● TAREAS POR REALIZAR
(1) Indica si cada afirmación concuerda con el fragmento sobre la respuesta de los gobiernos al COVID-19, con un sí o un no y las palabras del fragmento que lo deciden, citadas literalmente: (a) López Obrador salió a la calle a repartir abrazos; (b) la concentración en Madrid del 8 de marzo se celebró antes de que el virus fuera una realidad; (c) la minimización del peligro fue seguida en todos los casos por medidas y prohibiciones severas.
(2) Prosigue el fragmento sobre la respuesta de los gobiernos al COVID-19 a partir de su última oración.

● FRAGMENTO SELECCIONADO

###

Un segundo fenómeno o colapso, del que todos hemos sido testigos, en alguna medida, se refiere a la primera reacción de los gobiernos: muchos de ellos minimizaron el peligro, repitieron la aseveración ̶ cuyo impacto negativo en la propagación del virus debe haber sido considerable ̶ , que afirmaba que el COVID-19 era como una gripe. Mejor dicho: otra gripe. Varios mandatarios hicieron chistes. López Obrador, por ejemplo, sugirió que el pueblo mexicano disponía de condiciones genéticas que le permitirían sortear la amenaza y salió a la calle a repartir abrazos, desafiando la premisa del distanciamiento social. Esta relativización o minimización del peligro, en muchos casos, fue seguida por la implantación de medidas y prohibiciones severas, lo cual hace patente la fragilidad institucional de los gobiernos: saltan de un extremo al otro, sin preguntarse por las secuelas que esto tiene en los ciudadanos.
El tercer fenómeno que deseo consignar, relacionado con los dos anteriores, y del que España es un representante nato, es el colapso del liderazgo gubernamental. Respuestas llamativamente tardías; decisiones irresponsables (el costo humano y sanitario que tiene la concentración en Madrid del 8 de marzo, cuando el virus era una realidad inequívoca, es uno de los grandes asuntos pendientes de la política y los tribunales de España); las contradicciones dentro del propio gobierno que trascienden a la opinión pública; la toma de decisiones irreflexivas, que deben ser reconsideradas puesto que las mismas son inviables; la imposición de lo político por encima de las exigencias de orden sanitario; la práctica de culpar a otros por los propios errores cometidos: estos, y muchos otros que cabría consignar aquí, son elementos de un posible expediente, que nos remite a la cuestión de las debilidades del liderazgo y capacidades profesionales de gobiernos como los de España.

###

● DATOS A REVISAR

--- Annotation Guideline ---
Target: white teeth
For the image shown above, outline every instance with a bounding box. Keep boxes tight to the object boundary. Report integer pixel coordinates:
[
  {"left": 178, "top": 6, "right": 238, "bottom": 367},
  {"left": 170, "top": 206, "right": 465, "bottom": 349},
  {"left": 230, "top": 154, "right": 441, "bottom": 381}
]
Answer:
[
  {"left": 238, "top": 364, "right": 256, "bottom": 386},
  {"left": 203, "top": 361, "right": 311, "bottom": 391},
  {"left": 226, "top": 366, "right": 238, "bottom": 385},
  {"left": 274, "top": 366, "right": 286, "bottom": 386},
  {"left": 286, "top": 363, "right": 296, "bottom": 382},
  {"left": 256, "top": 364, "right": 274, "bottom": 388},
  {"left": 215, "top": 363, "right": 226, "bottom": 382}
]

###

● LISTA DE RESPUESTAS
(1)
(a) Sí: «salió a la calle a repartir abrazos».
(b) No: «cuando el virus era una realidad inequívoca».
(c) No: «en muchos casos, fue seguida por la implantación de medidas y prohibiciones severas».

(2)
Estos tres colapsos señalados hasta aquí -el de la comprensión tardía de la crisis; el de la primera reacción, que consistió en minimizar el peligro; y el de un liderazgo gubernamental de actuación errática, carente del sentido de responsabilidad que la situación exigía- derivan y confluyen en el cuarto y obvio al que me quiero referir: la debacle de las comunicaciones gubernamentales. En España y también en otros países, las autoridades se han mostrado titubeantes, inseguras y, lo más esencial, carentes de una posición que transmita claridad de propósitos y certidumbres a sus ciudadanos. Muchas cosas podrían añadirse a este comentario, como, por ejemplo, el relativo a los usos políticos de la pandemia, o la manifiesta irresponsabilidad de lo que cabe llamar el liderazgo mediático, es decir, anclas y corresponsales que, en las primeras semanas de la pandemia, usaron sus micrófonos para relativizar o minusvalorar el avance de la enfermedad.
A todo ello hay que agregar todavía la que debe ser la más grave de las taras comunicacionales: el impulso de mentir y ocultar el progreso de la pandemia, cuando, lo suscriben los médicos, una de las herramientas más eficaces para combatir la expansión vírica consiste en informar, de modo claro, preciso y a tiempo, cuál es el alcance de la población afectada, dónde hay contagios, cuáles son las áreas y lugares donde el peligro se incrementa y más. En los países en que ha prevalecido la tentación de ocultar, pervertir o simplemente negar la realidad, el resultado ha sido semejante: los hechos terminan por imponerse y saltan a la vista de todos.